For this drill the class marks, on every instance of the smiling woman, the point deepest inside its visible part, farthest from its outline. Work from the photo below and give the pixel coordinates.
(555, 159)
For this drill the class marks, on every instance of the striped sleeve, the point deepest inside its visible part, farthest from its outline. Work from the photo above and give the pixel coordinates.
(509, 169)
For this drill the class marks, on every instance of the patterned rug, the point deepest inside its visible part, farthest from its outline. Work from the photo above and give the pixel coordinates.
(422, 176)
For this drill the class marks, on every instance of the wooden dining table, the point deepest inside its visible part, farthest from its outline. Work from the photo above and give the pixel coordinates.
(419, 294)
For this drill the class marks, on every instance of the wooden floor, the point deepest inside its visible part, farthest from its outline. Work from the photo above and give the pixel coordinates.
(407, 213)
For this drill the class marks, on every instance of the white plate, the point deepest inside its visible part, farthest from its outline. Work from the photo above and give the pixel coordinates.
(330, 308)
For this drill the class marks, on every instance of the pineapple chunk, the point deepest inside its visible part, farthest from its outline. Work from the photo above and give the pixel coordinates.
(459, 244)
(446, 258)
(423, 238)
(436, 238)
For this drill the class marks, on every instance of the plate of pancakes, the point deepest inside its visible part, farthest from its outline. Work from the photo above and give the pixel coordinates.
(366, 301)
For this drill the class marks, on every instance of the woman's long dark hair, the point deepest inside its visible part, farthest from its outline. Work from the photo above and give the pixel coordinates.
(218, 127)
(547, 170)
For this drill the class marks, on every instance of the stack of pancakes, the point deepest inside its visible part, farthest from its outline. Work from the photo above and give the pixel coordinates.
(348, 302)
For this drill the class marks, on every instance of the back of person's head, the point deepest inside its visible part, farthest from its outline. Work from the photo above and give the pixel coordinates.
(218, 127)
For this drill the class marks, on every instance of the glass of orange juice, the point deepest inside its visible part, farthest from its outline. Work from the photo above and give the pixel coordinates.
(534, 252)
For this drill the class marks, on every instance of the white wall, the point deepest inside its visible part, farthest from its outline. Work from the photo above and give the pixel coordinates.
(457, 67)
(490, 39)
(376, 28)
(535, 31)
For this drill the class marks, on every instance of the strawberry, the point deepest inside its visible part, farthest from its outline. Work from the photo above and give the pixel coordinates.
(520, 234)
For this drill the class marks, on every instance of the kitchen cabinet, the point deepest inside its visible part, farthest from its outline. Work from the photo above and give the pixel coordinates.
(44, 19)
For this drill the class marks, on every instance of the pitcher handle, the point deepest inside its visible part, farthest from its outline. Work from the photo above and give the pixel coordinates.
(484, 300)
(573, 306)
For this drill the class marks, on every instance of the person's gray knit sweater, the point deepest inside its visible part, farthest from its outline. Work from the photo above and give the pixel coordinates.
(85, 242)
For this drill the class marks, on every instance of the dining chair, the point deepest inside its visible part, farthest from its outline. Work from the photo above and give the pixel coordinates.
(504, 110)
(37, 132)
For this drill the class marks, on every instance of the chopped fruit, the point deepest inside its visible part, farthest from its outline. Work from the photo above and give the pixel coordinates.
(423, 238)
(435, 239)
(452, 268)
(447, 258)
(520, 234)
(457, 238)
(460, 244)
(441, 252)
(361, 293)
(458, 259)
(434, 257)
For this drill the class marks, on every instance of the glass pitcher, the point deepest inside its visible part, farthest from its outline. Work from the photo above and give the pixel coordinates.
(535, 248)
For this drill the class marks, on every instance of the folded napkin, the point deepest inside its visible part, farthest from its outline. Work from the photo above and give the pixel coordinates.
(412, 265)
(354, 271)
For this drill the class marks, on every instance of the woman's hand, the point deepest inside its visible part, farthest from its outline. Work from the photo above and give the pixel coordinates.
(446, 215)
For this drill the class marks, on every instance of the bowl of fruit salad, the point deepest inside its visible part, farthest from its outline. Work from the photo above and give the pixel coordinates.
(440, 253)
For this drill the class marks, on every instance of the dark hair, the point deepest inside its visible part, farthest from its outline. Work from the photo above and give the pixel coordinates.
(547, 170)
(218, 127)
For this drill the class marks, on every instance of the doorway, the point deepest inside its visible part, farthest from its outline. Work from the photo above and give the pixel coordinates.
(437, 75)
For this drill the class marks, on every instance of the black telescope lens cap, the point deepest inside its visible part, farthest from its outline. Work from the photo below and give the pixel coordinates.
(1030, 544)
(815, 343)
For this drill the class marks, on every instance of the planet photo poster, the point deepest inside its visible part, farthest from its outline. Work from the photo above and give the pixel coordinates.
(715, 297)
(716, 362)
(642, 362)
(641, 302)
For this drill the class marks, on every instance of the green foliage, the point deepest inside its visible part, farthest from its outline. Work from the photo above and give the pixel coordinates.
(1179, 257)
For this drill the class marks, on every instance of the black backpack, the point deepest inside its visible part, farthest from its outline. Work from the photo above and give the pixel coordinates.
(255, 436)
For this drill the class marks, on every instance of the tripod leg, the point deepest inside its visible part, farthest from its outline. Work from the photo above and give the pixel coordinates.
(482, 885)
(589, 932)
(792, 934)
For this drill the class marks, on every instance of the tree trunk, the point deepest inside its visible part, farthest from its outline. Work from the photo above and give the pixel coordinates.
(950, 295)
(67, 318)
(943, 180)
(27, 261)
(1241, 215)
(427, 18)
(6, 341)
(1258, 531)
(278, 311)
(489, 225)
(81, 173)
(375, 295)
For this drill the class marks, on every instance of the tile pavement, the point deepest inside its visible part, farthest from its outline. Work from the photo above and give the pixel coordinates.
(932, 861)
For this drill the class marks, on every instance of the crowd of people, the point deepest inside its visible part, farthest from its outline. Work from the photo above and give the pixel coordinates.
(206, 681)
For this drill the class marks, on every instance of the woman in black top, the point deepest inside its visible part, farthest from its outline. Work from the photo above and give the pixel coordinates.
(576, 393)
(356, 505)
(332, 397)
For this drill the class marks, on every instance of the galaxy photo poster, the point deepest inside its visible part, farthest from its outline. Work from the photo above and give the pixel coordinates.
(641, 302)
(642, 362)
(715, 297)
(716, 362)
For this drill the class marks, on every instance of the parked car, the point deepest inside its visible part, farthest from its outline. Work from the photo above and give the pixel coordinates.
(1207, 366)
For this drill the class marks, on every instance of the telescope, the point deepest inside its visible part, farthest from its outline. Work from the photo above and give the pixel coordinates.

════

Please express the listing above as a JSON list of strings, with one string for each line and blank lines left out.

[
  "For this drill the class marks, on every instance of the smiling woman, the point deepest inside its visible part, farthest from its outline. Work from the photo below and give the pixel coordinates.",
  "(555, 159)",
  "For this drill the class marks, on every instance of the striped sleeve, the point deepest inside its visible part, farthest from its outline. Work from the photo above and give the pixel coordinates.",
  "(509, 169)",
  "For this drill the class marks, on every instance of the patterned rug, the point deepest inside its visible part, farthest from its outline. Work from the photo above and give the pixel coordinates.",
  "(422, 176)",
  "For this drill the class marks, on every instance of the wooden dining table, the point deepest inside its visible part, farthest from its outline. Work from the photo above and give the pixel coordinates.",
  "(419, 294)",
  "For this drill the class marks, on every instance of the wooden floor, the point deepest inside its visible part, farthest from its outline. Work from the photo above and give the pixel coordinates.",
  "(407, 213)",
  "For this drill the class marks, on every instance of the white plate, the point deepest inside its visible part, farthest from its outline. Work from the photo above and give the pixel coordinates.",
  "(330, 308)",
  "For this drill the class marks, on every instance of the pineapple chunk, the point deepest inside its visible part, farthest from its outline. Work from the photo above and give the pixel coordinates.",
  "(459, 244)",
  "(446, 258)",
  "(423, 238)",
  "(436, 238)",
  "For this drill the class marks, on every instance of the plate of pancakes, the point deepest inside its visible part, farthest from its outline. Work from the photo above and give the pixel coordinates.",
  "(366, 301)",
  "For this drill the class marks, on every instance of the woman's long dark hair, the point deepest inside its visible part, farthest from its outline. Work from the photo above and give the pixel coordinates.",
  "(218, 127)",
  "(547, 170)",
  "For this drill the class marks, on every instance of the stack of pancakes, the point deepest inside its visible part, farthest from its outline. Work from the photo above and give the pixel coordinates.",
  "(348, 302)",
  "For this drill the class marks, on every instance of the back of person's head, the point deepest inside its visible part, farthest from its outline. Work from the photo above and give the pixel coordinates.",
  "(218, 127)",
  "For this drill the class marks, on every instance of the glass of orange juice, the point deepest inside its visible part, farthest from its outline. Work from the photo above and give the pixel coordinates.",
  "(534, 252)",
  "For this drill the class marks, on every instance of the white wall, the point deepest inside its visible part, farthest from its outline. Work from the photo above and give the pixel coordinates.",
  "(457, 67)",
  "(490, 39)",
  "(376, 28)",
  "(535, 31)",
  "For this drill the class marks, on every instance of the strawberry, the point deepest inside its visible part, farthest from its outline. Work from the photo above and give the pixel coordinates.",
  "(520, 234)",
  "For this drill the class marks, on every instance of the kitchen cabinet, the point deepest inside its visible part, farthest from its outline. Work from the photo above and give the pixel coordinates.",
  "(44, 19)",
  "For this drill the class marks, on every instance of the pitcher handle, the point deepest inside its visible part, farthest from its outline. Work from the photo above and give the pixel coordinates.",
  "(484, 300)",
  "(573, 306)",
  "For this drill the class marks, on every instance of the person's gray knit sweater, the point deepest inside its visible part, farthest from its outline. Work from the photo above and give the pixel coordinates.",
  "(85, 242)",
  "For this drill the class marks, on every instance of the dining chair, the point deepest inside its visible part, farthest from its outline. Work from the photo above and give the pixel coordinates.",
  "(504, 110)",
  "(37, 132)",
  "For this drill the class marks, on every instance of the chopped fruit, the point deepest inside its visible part, farthest from its outline. Work from the photo above and give the pixel coordinates.",
  "(423, 238)",
  "(435, 239)",
  "(452, 268)",
  "(447, 258)",
  "(520, 234)",
  "(457, 238)",
  "(460, 244)",
  "(441, 252)",
  "(361, 293)",
  "(458, 259)",
  "(434, 257)",
  "For this drill the class marks, on every instance of the glass pitcher, the point deepest inside its visible part, farthest from its outline. Work from the photo above and give the pixel coordinates.",
  "(535, 248)",
  "For this drill the class marks, on every instance of the folded napkin, the point deepest inside its visible part, farthest from its outline. Work from the photo above and give the pixel coordinates.",
  "(412, 265)",
  "(354, 271)",
  "For this drill the class marks, on every instance of the woman's hand, the point deepest inside its visible part, farthest from its outline. Work from the photo above and give the pixel coordinates.",
  "(446, 215)",
  "For this drill the class marks, on every instance of the bowl of fruit salad, the point deepest inside its visible part, farthest from its outline. Work from the photo above and give the pixel coordinates.",
  "(440, 253)",
  "For this drill the class marks, on every instance of the dark hair, the point deepest inside its visible part, farthest from its outline. Work from the photo above and give the pixel coordinates.",
  "(547, 170)",
  "(218, 127)",
  "For this drill the class marks, on every instance of the doorway, the point deepest inside its visible part, farthest from its outline. Work from the photo above and give the pixel coordinates.",
  "(437, 75)",
  "For this drill the class marks, on every instance of the black telescope lens cap, the point deepest inside its visible part, farthest from its outline. Work from the photo below and give the pixel coordinates.",
  "(1030, 544)",
  "(815, 343)",
  "For this drill the class marks, on every instance of the planet photo poster, the point deepest inside its visible part, farthest from its outline. Work from the photo above and give the pixel coordinates.",
  "(715, 297)",
  "(716, 362)",
  "(642, 362)",
  "(641, 302)",
  "For this drill the class marks, on every instance of the green foliage, the point deepest inside its visible part, farthest from its outline. Work from the photo above and give the pixel coordinates.",
  "(1179, 257)",
  "For this drill the class marks, on every instance of the black backpack, the point deepest inside its visible part, farthest from its outline. Work from the photo above and give the pixel coordinates.",
  "(255, 436)",
  "For this drill the class marks, on every instance of the tripod leg, the point deepest inside its visible part, farthest from its outline. Work from the photo above and give the pixel coordinates.",
  "(482, 885)",
  "(589, 932)",
  "(792, 934)",
  "For this drill the class marks, on every instance of the tree trunk, the point deepest inside its visible part, farthest from its outline. Work from the photo above and give the pixel coordinates.",
  "(950, 295)",
  "(67, 318)",
  "(943, 180)",
  "(27, 261)",
  "(1241, 215)",
  "(427, 18)",
  "(6, 341)",
  "(1258, 531)",
  "(278, 311)",
  "(489, 225)",
  "(81, 173)",
  "(375, 295)",
  "For this drill the class marks, on every instance of the tile pavement, the point deepest inside its visible part, farthest from its outline. Work from the photo above and give the pixel coordinates.",
  "(932, 861)",
  "For this drill the class marks, on every instance of the crowd of people, the point deepest inside its visible part, farthest from its outline. Work from the photo above and give the pixel coordinates.",
  "(206, 681)",
  "For this drill the class marks, on every instance of the woman in black top, the point deepest inside its visible part, farthest from its outline. Work from the photo above and give the pixel coordinates.",
  "(576, 393)",
  "(356, 505)",
  "(332, 397)",
  "For this drill the class marks, on every instance of the galaxy photo poster, the point deepest inside its visible part, farthest from its outline. Work from the photo above and give the pixel coordinates.",
  "(641, 302)",
  "(642, 362)",
  "(715, 297)",
  "(716, 362)",
  "For this drill the class marks, on every instance of the parked car, the point deepest inside its visible part, farthest from its outline. Work from the photo above and give the pixel coordinates.",
  "(1207, 366)",
  "For this drill the class marks, on every instance of the telescope, the point deepest inside its visible part, farthest from its outline. Work from the photo above and give the pixel coordinates."
]